* begin Reading passage *

Although a health issue like needing to find a new deodorant is not my usual topic choice, I feel the need this afternoon to share that I am definitely in search of some new magic formula. I realized this morning that you know your Saturday is somewhat “free” when that is one of the top things on your list of “things to do” after finishing lesson plans and straightening the house.
There’s something about having a faint odor that brings back memories of your grandpa after he’s had a hard day of work on the farm that makes you realize something is “just not right.” Especially when the toughest thing I’ve done today is clean up a few puppy accidents around the house.
Which brings me to another concern at the Nischan house.
Somehow I have exchanged the hectic schedule of running five kids all over the world for a somewhat quiet house filled with dogs!
While Snoopy and Peppy are quite old and honestly not a lot of trouble (except that they smell almost as offensive as I do at times, and they seem to need to come inside and/or go outside at the same time I decide to get comfortable with a cup of coffee and a book), Dash and Domino are struggling to understand the idea of potty training.
Mom and Dad were here for Christmas; and when Dad saw the puppy pad in the laundry room, his comment was, “So, you’re training them to go on the floor.” I laughed and said, “Actually, I think you’re right.” And you know what? He is right!
Here’s the problem:
Our back yard does have a fence, but it goes up to the top of our hill where there must be small places to escape, so taking the puppies outside EVERY TIME they need to do their little thing is very stressful. Seeing the pups disappear up into the trees and then wondering whether or not they will return is a little more than I can take three or four or one hundred times a day, depending on how often they need attention.
So, we are trying puppy pads, but I am about to give up on this style even if it’s winter and even if it means multiple adrenaline rushes every single day as I hope the puppies will return after a little potty outing.

* end Reading passage *

**Exercise a**
In the blog post about the puppies, which two dogs are struggling with potty training?

* begin Data to process *

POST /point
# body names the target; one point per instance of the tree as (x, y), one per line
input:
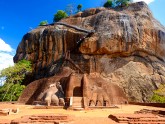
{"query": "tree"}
(108, 3)
(13, 77)
(43, 23)
(122, 2)
(59, 15)
(70, 9)
(116, 3)
(79, 7)
(159, 95)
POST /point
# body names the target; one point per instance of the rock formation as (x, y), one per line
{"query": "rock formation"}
(127, 49)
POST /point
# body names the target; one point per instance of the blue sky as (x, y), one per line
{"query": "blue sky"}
(17, 17)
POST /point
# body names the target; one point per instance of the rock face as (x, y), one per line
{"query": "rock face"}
(127, 48)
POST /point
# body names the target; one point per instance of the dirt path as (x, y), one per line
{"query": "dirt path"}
(82, 117)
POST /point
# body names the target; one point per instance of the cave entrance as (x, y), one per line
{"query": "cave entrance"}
(77, 92)
(77, 97)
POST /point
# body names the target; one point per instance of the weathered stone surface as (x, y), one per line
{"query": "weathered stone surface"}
(127, 48)
(93, 89)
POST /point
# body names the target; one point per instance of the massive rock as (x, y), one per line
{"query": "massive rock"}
(127, 48)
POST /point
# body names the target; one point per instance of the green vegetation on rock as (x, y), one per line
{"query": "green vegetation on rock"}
(159, 95)
(59, 15)
(79, 7)
(116, 3)
(43, 23)
(108, 3)
(13, 77)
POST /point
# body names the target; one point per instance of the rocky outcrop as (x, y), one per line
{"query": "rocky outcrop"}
(127, 48)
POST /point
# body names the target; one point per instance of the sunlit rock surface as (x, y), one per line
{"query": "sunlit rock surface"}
(127, 48)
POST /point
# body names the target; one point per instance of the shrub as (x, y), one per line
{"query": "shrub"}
(159, 95)
(79, 7)
(43, 23)
(108, 3)
(59, 15)
(13, 77)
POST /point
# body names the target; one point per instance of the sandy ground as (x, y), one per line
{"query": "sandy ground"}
(95, 116)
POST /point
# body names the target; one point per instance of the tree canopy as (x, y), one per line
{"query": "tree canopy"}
(108, 3)
(45, 22)
(159, 95)
(115, 3)
(79, 7)
(59, 15)
(13, 77)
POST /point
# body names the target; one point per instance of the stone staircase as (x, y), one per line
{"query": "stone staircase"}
(77, 102)
(137, 119)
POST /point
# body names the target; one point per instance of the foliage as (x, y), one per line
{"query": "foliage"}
(116, 3)
(122, 2)
(108, 3)
(13, 76)
(43, 23)
(70, 9)
(14, 91)
(159, 95)
(16, 73)
(59, 15)
(79, 7)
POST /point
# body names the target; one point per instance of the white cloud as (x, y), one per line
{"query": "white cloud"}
(2, 27)
(147, 1)
(6, 55)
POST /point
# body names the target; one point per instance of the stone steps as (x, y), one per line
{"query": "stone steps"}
(137, 118)
(77, 102)
(43, 119)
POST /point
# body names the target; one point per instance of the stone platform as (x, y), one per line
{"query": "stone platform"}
(43, 119)
(137, 119)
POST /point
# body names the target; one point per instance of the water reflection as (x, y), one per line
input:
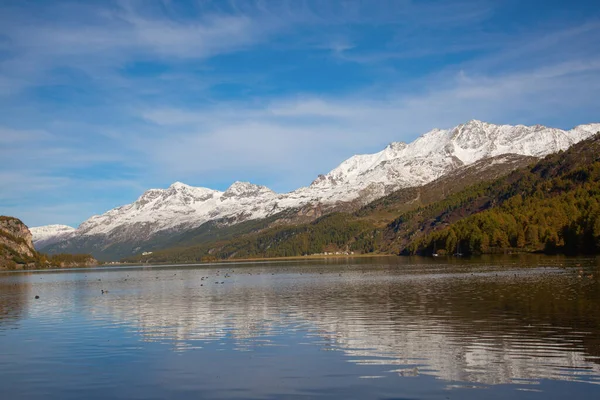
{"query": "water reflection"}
(483, 324)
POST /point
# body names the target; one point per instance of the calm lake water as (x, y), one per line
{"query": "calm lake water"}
(389, 328)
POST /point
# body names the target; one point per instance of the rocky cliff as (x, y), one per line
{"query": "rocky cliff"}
(17, 251)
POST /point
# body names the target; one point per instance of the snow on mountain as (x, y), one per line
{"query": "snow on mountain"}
(361, 178)
(46, 235)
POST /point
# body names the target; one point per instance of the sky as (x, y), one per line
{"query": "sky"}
(102, 100)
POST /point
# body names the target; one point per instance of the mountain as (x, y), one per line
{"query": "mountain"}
(17, 251)
(552, 205)
(46, 235)
(354, 183)
(16, 247)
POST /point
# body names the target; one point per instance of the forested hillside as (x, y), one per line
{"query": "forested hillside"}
(551, 206)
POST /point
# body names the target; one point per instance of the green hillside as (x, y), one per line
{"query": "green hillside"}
(552, 206)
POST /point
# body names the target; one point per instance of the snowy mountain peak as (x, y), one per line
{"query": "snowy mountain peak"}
(45, 235)
(360, 179)
(246, 189)
(179, 185)
(396, 146)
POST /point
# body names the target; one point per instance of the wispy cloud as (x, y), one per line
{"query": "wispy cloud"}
(103, 100)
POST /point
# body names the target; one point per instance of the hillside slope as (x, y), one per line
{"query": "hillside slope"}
(552, 205)
(159, 214)
(353, 232)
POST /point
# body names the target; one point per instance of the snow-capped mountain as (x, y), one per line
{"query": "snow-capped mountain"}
(46, 235)
(360, 179)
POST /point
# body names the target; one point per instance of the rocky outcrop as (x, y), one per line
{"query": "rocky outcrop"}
(16, 246)
(17, 251)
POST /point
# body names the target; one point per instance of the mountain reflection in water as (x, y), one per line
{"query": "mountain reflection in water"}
(480, 323)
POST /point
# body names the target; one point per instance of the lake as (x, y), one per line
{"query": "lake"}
(380, 328)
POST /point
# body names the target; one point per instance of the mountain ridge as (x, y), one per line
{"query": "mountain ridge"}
(357, 181)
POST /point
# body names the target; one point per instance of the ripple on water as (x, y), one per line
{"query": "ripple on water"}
(467, 326)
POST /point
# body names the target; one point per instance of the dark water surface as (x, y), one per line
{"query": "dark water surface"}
(390, 328)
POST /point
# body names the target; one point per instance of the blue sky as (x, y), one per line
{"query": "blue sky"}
(102, 100)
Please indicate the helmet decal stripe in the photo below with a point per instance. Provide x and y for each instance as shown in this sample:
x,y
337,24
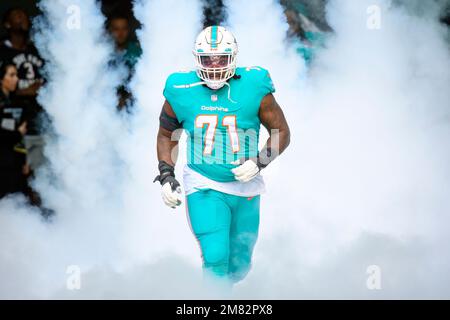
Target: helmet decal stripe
x,y
214,37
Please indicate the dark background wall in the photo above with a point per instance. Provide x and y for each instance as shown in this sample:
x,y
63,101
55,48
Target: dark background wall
x,y
109,7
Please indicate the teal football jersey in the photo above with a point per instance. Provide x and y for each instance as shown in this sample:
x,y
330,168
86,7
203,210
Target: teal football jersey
x,y
222,125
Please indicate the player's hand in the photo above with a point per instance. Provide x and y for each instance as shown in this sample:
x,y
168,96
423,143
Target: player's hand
x,y
171,192
171,189
247,170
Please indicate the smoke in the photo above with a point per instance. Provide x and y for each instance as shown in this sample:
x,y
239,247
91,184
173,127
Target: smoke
x,y
366,178
364,182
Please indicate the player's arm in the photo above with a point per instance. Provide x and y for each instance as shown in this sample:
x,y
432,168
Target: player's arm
x,y
167,143
272,118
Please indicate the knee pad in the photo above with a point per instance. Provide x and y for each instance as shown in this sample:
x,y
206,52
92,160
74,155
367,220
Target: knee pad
x,y
215,255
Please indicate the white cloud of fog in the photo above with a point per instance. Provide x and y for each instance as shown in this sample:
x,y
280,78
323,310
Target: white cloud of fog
x,y
364,182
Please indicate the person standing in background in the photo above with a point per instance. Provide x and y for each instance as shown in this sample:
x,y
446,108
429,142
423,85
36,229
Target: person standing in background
x,y
127,52
18,49
12,130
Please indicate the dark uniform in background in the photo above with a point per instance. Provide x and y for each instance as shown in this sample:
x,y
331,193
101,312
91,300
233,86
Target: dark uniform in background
x,y
12,159
28,64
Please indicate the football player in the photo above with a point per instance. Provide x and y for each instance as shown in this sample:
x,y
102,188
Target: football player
x,y
221,107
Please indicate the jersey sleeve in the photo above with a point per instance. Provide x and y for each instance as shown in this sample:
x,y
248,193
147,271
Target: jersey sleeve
x,y
263,82
172,96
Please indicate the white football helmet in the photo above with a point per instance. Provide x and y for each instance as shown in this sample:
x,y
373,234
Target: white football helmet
x,y
215,54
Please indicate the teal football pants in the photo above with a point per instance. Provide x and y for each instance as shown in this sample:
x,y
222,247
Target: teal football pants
x,y
226,227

* end Data to process *

**Exercise b**
Output the records from the line containing "Please indicate the football" through the end of the records, reproducing every line exactly.

**Correct answer a**
Dash and Domino

**Correct answer b**
Please indicate the football player in the photo above with a point per instance. Provide x and y for each instance as shown in this sample:
x,y
102,188
Target: football player
x,y
221,107
Please indicate the jersey sleeve in the photo above with a point per instance. Provide x and y for each instance as shown in this sample:
x,y
248,193
147,271
Target: jersey sleeve
x,y
263,82
172,96
Please indicate the white football helmet in the photo above with a point per instance. Provide x and y for each instance as shown in this sample:
x,y
373,234
Target: white football helmet
x,y
215,54
Please indicate the teal football pants in the photo above with a point per instance. Provide x and y for each instance as shown in this sample:
x,y
222,247
Target: teal football pants
x,y
226,227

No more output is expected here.